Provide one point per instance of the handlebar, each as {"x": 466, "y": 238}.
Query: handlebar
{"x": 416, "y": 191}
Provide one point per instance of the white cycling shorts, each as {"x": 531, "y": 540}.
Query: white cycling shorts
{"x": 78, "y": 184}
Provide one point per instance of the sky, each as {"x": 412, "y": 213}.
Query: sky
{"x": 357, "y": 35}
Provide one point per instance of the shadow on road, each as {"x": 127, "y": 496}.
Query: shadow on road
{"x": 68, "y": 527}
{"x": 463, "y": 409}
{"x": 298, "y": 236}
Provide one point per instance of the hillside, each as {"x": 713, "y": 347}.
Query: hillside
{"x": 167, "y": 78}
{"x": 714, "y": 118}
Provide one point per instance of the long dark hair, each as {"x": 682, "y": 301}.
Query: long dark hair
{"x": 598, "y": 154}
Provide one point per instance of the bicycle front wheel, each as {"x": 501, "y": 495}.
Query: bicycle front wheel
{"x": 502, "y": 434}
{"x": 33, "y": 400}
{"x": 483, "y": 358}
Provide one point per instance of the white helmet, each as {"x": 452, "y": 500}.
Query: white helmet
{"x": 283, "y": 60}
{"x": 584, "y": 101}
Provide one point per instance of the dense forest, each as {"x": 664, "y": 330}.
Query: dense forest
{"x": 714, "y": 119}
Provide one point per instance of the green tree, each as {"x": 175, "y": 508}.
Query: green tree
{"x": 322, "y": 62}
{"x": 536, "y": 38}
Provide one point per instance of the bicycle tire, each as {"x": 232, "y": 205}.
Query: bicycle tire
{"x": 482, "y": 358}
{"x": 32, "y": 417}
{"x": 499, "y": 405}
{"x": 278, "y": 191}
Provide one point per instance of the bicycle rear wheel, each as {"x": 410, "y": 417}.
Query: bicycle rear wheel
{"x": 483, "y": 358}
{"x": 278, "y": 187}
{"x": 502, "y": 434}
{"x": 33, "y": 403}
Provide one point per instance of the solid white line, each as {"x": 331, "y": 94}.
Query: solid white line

######

**Problem:**
Please rewrite the records above, swapping "bicycle" for "bike" wherever it occurs and leaving everything else unchanged.

**Result of this exercise:**
Provide one point per instance of the handlebar, each as {"x": 466, "y": 238}.
Query: handlebar
{"x": 416, "y": 191}
Provide one point per instance of the white cycling shorts, each as {"x": 531, "y": 540}.
Query: white cycling shorts
{"x": 78, "y": 184}
Provide one point per instance of the sky, each as {"x": 412, "y": 213}.
Query: sky
{"x": 357, "y": 35}
Provide one point per instance of the shadow on road, each as {"x": 127, "y": 496}.
Query: shadow on road
{"x": 68, "y": 527}
{"x": 463, "y": 409}
{"x": 298, "y": 236}
Provide one point per instance of the hillside, each as {"x": 713, "y": 347}.
Query: hillside
{"x": 167, "y": 78}
{"x": 714, "y": 118}
Provide one point per instance of the long dark hair, each as {"x": 682, "y": 301}.
Query: long dark hair
{"x": 598, "y": 154}
Provide one point per instance of the bike front wheel, each as {"x": 501, "y": 495}.
Query: bike front wheel
{"x": 502, "y": 434}
{"x": 33, "y": 400}
{"x": 483, "y": 358}
Provide one point per instance of the white helmet, each as {"x": 452, "y": 500}.
Query: white helmet
{"x": 283, "y": 60}
{"x": 584, "y": 101}
Provide one point per instance of the dense forest, each as {"x": 664, "y": 330}.
Query: dense forest
{"x": 714, "y": 119}
Provide one point per instance of the green tree, each as {"x": 175, "y": 508}.
Query: green tree
{"x": 322, "y": 62}
{"x": 536, "y": 38}
Provide one point per instance of the bike tire, each as {"x": 232, "y": 205}.
Query: bike tire
{"x": 482, "y": 358}
{"x": 32, "y": 417}
{"x": 499, "y": 405}
{"x": 278, "y": 191}
Provide one point per instance of the bike rear wheel, each as {"x": 410, "y": 417}.
Query: bike rear wheel
{"x": 483, "y": 358}
{"x": 278, "y": 187}
{"x": 502, "y": 434}
{"x": 33, "y": 403}
Provide one point per instance of the solid white line, each as {"x": 331, "y": 94}.
Query: solid white line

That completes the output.